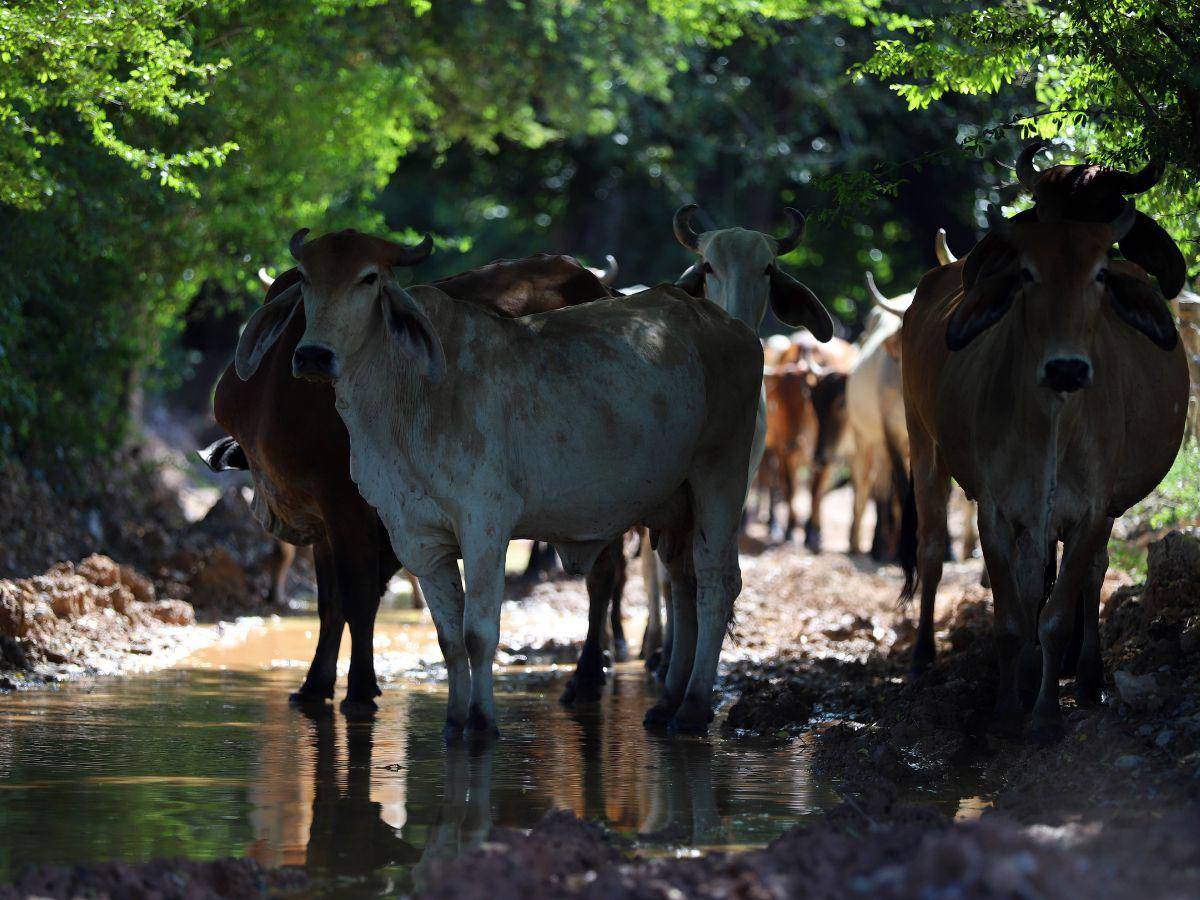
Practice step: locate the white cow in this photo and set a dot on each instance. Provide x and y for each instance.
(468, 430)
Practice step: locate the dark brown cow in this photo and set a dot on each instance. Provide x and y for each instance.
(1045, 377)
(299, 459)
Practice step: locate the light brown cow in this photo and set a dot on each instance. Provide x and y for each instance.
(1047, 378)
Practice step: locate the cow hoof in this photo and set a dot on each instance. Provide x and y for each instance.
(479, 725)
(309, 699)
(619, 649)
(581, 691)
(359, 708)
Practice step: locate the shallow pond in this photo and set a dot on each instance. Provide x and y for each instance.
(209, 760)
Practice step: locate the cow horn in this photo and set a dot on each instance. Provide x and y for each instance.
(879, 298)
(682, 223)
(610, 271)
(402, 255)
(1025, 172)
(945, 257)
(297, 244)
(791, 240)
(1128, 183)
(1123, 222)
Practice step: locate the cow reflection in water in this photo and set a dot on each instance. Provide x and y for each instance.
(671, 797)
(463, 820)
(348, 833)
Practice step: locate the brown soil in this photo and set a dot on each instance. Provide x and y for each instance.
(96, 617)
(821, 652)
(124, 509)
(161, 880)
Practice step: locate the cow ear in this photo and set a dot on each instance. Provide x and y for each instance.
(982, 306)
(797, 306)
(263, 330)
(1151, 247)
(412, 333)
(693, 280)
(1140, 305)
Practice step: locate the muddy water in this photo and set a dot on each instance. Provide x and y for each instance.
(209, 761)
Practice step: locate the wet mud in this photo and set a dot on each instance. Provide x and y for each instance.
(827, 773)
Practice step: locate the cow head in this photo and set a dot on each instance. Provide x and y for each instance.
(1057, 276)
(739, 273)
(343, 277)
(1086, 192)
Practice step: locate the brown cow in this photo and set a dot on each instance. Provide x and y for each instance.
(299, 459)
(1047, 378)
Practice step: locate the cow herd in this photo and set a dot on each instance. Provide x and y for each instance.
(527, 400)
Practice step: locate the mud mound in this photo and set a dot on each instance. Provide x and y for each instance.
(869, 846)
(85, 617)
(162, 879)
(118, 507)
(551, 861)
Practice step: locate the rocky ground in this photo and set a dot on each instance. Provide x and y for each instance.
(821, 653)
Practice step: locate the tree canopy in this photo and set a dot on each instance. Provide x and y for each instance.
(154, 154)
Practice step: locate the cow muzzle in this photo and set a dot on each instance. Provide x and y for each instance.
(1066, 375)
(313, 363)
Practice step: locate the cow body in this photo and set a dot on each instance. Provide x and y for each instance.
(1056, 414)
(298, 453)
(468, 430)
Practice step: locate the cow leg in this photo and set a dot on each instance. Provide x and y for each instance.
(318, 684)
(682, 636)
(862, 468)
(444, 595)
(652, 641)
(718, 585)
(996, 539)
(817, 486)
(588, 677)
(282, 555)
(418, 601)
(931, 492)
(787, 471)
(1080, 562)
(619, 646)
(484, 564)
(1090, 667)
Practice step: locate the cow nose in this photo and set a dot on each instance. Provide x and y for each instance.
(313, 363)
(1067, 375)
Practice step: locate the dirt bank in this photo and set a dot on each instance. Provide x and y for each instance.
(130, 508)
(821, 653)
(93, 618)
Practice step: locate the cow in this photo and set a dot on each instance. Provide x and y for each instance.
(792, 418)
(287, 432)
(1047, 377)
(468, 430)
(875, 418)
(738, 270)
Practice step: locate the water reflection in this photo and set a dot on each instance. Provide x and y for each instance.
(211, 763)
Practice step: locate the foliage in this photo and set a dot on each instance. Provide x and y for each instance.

REQUIRED WORK
Beginning with the line that contains "Practice step: locate the water", each line of the records above through the last one must be printed word for word.

WRITTEN ANSWER
Practice step: locate the water reflection in this photo and set a dot on each instance. Provide x and y for each instance.
(211, 763)
Practice step: locate the foliage in this photo and set a dot on each instance. Provide x and y for each instance.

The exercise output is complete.